**TASK REQUIREMENTS**
Render the lines as a numbered list, from the line with "Locate every instance of the vaulted" through the last line of the items below, leaving out any blank lines.

Point labeling items
━━━━━━
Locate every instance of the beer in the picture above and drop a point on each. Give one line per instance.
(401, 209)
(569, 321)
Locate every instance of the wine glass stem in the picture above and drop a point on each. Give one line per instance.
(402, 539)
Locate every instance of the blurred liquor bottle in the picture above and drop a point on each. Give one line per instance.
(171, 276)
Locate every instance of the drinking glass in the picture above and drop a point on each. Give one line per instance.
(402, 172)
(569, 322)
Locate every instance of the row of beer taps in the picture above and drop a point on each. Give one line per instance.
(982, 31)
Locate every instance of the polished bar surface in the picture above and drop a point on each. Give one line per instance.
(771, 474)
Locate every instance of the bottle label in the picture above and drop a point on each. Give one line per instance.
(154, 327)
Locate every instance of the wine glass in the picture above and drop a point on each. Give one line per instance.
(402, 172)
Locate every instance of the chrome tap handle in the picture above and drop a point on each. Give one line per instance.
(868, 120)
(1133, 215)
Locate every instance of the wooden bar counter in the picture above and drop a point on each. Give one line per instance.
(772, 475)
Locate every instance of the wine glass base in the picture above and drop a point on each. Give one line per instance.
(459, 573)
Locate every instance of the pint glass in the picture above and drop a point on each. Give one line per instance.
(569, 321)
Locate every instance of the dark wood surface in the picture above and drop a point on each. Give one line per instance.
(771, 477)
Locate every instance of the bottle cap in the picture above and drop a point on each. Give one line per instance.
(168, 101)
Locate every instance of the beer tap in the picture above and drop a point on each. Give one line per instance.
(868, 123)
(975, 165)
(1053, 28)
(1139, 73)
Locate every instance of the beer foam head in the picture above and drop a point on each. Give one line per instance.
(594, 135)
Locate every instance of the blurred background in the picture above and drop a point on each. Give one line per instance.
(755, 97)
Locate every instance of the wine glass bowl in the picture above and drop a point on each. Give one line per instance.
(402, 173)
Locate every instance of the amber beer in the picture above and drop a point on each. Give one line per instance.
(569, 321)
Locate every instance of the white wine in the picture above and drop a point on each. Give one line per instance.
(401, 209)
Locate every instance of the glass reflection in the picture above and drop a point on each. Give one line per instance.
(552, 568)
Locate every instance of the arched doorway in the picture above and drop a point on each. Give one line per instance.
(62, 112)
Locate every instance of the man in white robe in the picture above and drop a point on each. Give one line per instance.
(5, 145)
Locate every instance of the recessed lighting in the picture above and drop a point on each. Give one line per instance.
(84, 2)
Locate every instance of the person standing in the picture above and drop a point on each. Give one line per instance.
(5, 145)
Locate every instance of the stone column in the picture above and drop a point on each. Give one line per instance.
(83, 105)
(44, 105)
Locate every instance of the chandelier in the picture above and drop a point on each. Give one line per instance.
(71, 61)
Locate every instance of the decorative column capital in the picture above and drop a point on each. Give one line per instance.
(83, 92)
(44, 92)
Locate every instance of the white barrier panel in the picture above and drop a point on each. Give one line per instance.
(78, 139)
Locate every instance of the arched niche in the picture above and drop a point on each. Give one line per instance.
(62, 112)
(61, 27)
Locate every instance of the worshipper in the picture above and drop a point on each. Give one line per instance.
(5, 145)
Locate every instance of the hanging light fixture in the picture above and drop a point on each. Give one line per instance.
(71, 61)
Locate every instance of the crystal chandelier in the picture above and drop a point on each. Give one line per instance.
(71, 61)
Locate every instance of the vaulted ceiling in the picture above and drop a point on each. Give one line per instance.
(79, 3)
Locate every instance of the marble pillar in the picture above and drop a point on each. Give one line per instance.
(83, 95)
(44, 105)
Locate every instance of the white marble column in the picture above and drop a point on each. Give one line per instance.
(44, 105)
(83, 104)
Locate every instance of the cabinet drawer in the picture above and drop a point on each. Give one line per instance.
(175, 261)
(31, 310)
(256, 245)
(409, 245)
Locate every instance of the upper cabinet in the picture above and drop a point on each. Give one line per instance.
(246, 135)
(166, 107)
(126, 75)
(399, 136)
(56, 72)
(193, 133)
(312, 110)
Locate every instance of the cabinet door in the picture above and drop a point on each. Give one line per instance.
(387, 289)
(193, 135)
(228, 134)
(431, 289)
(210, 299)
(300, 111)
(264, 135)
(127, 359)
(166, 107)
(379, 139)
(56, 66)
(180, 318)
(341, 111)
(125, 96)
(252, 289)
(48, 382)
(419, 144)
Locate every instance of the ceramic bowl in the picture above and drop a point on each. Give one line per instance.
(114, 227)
━━━━━━
**SOLUTION TO THIS EXERCISE**
1. Locate every instance of the vaulted ceiling in the picture above and drop a point on each. Give one line per instance.
2. (79, 3)
3. Locate every instance of the marble pillar in the picture above and drop a point on each. Give one line per instance.
4. (83, 95)
5. (44, 105)
6. Locate every instance of the white marble column in the picture above and drop a point on each. Give one line per instance.
7. (44, 105)
8. (83, 104)
9. Locate every instance of the cabinet drawer in the picture above and drop a point on each. Give one line per instance.
10. (175, 261)
11. (31, 310)
12. (256, 245)
13. (409, 245)
14. Locate every instance of the upper cabinet in the picture above and drop a point on each. Give one line per instance.
15. (246, 135)
16. (166, 107)
17. (126, 75)
18. (399, 136)
19. (56, 72)
20. (193, 133)
21. (312, 110)
22. Locate every instance of the cabinet door in the picture above and drop a point on each. Give one line per instance.
23. (387, 289)
24. (193, 135)
25. (228, 134)
26. (431, 289)
27. (210, 299)
28. (300, 111)
29. (264, 135)
30. (127, 359)
31. (166, 107)
32. (379, 139)
33. (56, 66)
34. (180, 318)
35. (341, 111)
36. (125, 96)
37. (252, 289)
38. (48, 382)
39. (419, 144)
40. Locate every instance of the ceramic bowl in the picture above and drop a point on each. Give one line per instance.
41. (114, 227)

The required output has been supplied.